[Image-grounded pointing data]
★ ★ ★ ★ ★

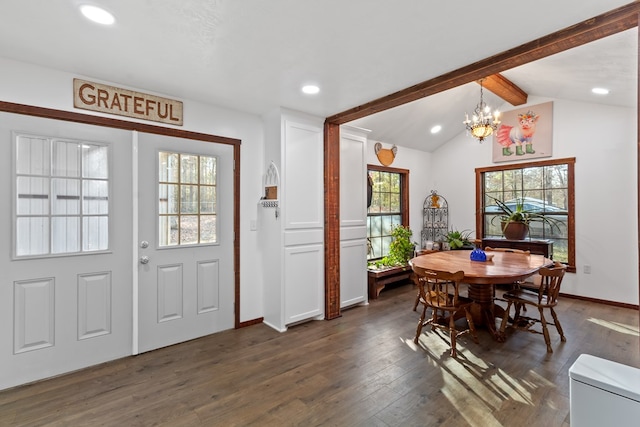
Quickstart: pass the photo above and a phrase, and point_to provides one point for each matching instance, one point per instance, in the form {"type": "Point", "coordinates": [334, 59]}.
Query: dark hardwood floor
{"type": "Point", "coordinates": [361, 369]}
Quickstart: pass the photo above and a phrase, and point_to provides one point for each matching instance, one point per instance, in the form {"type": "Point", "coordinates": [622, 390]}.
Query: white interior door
{"type": "Point", "coordinates": [185, 247]}
{"type": "Point", "coordinates": [66, 260]}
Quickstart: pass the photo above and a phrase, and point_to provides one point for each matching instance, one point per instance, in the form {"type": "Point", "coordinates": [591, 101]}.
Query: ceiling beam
{"type": "Point", "coordinates": [505, 89]}
{"type": "Point", "coordinates": [601, 26]}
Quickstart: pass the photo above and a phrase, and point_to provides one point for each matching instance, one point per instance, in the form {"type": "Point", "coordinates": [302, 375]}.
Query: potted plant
{"type": "Point", "coordinates": [401, 249]}
{"type": "Point", "coordinates": [459, 239]}
{"type": "Point", "coordinates": [515, 220]}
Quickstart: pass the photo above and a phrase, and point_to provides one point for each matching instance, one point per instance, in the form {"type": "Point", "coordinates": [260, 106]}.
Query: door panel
{"type": "Point", "coordinates": [185, 291]}
{"type": "Point", "coordinates": [63, 313]}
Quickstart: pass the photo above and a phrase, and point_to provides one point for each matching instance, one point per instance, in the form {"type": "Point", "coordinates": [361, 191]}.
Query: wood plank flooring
{"type": "Point", "coordinates": [361, 369]}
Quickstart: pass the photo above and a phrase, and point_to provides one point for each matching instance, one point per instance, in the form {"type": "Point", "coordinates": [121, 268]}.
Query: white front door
{"type": "Point", "coordinates": [66, 255]}
{"type": "Point", "coordinates": [185, 245]}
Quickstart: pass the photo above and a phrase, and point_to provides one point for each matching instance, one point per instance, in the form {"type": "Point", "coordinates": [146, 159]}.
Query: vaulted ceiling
{"type": "Point", "coordinates": [254, 55]}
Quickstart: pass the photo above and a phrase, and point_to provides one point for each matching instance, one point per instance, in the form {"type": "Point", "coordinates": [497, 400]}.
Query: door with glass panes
{"type": "Point", "coordinates": [185, 269]}
{"type": "Point", "coordinates": [66, 259]}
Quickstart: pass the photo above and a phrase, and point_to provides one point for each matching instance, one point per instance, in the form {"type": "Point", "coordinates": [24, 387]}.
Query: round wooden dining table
{"type": "Point", "coordinates": [482, 276]}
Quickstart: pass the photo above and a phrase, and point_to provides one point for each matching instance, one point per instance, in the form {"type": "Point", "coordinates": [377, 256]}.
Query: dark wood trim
{"type": "Point", "coordinates": [332, 220]}
{"type": "Point", "coordinates": [404, 183]}
{"type": "Point", "coordinates": [505, 89]}
{"type": "Point", "coordinates": [601, 301]}
{"type": "Point", "coordinates": [511, 166]}
{"type": "Point", "coordinates": [604, 25]}
{"type": "Point", "coordinates": [236, 233]}
{"type": "Point", "coordinates": [88, 119]}
{"type": "Point", "coordinates": [250, 323]}
{"type": "Point", "coordinates": [571, 232]}
{"type": "Point", "coordinates": [638, 150]}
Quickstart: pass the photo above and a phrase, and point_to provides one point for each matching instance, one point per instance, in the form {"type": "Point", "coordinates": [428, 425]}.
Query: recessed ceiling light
{"type": "Point", "coordinates": [97, 14]}
{"type": "Point", "coordinates": [310, 89]}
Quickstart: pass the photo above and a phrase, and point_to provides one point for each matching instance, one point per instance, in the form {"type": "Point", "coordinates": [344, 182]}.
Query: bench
{"type": "Point", "coordinates": [378, 279]}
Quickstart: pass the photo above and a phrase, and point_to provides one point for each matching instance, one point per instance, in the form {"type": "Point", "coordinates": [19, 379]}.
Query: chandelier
{"type": "Point", "coordinates": [482, 122]}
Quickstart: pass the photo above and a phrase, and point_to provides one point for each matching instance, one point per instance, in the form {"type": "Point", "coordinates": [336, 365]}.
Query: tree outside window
{"type": "Point", "coordinates": [388, 208]}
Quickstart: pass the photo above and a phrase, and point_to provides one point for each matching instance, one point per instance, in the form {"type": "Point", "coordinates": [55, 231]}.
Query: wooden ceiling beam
{"type": "Point", "coordinates": [601, 26]}
{"type": "Point", "coordinates": [505, 89]}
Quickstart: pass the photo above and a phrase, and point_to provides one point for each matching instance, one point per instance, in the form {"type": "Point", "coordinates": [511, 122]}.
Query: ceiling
{"type": "Point", "coordinates": [254, 55]}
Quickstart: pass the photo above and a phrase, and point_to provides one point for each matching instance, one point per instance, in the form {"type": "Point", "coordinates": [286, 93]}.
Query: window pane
{"type": "Point", "coordinates": [33, 196]}
{"type": "Point", "coordinates": [66, 159]}
{"type": "Point", "coordinates": [208, 170]}
{"type": "Point", "coordinates": [188, 169]}
{"type": "Point", "coordinates": [65, 235]}
{"type": "Point", "coordinates": [95, 162]}
{"type": "Point", "coordinates": [493, 181]}
{"type": "Point", "coordinates": [66, 197]}
{"type": "Point", "coordinates": [208, 232]}
{"type": "Point", "coordinates": [188, 229]}
{"type": "Point", "coordinates": [532, 178]}
{"type": "Point", "coordinates": [386, 203]}
{"type": "Point", "coordinates": [188, 199]}
{"type": "Point", "coordinates": [376, 226]}
{"type": "Point", "coordinates": [556, 176]}
{"type": "Point", "coordinates": [376, 247]}
{"type": "Point", "coordinates": [168, 167]}
{"type": "Point", "coordinates": [95, 233]}
{"type": "Point", "coordinates": [207, 200]}
{"type": "Point", "coordinates": [95, 197]}
{"type": "Point", "coordinates": [168, 228]}
{"type": "Point", "coordinates": [168, 199]}
{"type": "Point", "coordinates": [32, 156]}
{"type": "Point", "coordinates": [386, 225]}
{"type": "Point", "coordinates": [32, 236]}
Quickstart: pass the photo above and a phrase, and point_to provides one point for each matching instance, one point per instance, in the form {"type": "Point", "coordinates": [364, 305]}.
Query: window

★ ★ ★ ★ ★

=== Task ===
Only the lines from the one containing "Query: wooden ceiling beam" through the last line above belong in your answer. Retype them exactly.

=== Solution below ===
Query: wooden ceiling beam
{"type": "Point", "coordinates": [601, 26]}
{"type": "Point", "coordinates": [505, 89]}
Quickstart: pass the photo above and a phrase, and point_to provides one point for each matching instance, one point per instance, in the form {"type": "Point", "coordinates": [511, 122]}.
Query: ceiling
{"type": "Point", "coordinates": [254, 55]}
Quickstart: pass the photo above and a phrase, and point_to provides one point for each matching instance, one point per instance, in the form {"type": "Point", "coordinates": [286, 93]}.
Query: window pane
{"type": "Point", "coordinates": [33, 196]}
{"type": "Point", "coordinates": [66, 159]}
{"type": "Point", "coordinates": [208, 170]}
{"type": "Point", "coordinates": [188, 169]}
{"type": "Point", "coordinates": [65, 235]}
{"type": "Point", "coordinates": [95, 162]}
{"type": "Point", "coordinates": [493, 181]}
{"type": "Point", "coordinates": [66, 197]}
{"type": "Point", "coordinates": [208, 232]}
{"type": "Point", "coordinates": [188, 229]}
{"type": "Point", "coordinates": [532, 178]}
{"type": "Point", "coordinates": [386, 203]}
{"type": "Point", "coordinates": [188, 199]}
{"type": "Point", "coordinates": [376, 226]}
{"type": "Point", "coordinates": [556, 176]}
{"type": "Point", "coordinates": [376, 247]}
{"type": "Point", "coordinates": [168, 167]}
{"type": "Point", "coordinates": [95, 233]}
{"type": "Point", "coordinates": [207, 200]}
{"type": "Point", "coordinates": [95, 197]}
{"type": "Point", "coordinates": [168, 228]}
{"type": "Point", "coordinates": [168, 199]}
{"type": "Point", "coordinates": [32, 156]}
{"type": "Point", "coordinates": [386, 225]}
{"type": "Point", "coordinates": [32, 236]}
Quickstart: pass the photo above and a phrase, and point_to provides one point for each matching instance, one point per instance, in the form {"type": "Point", "coordinates": [364, 305]}.
Query: window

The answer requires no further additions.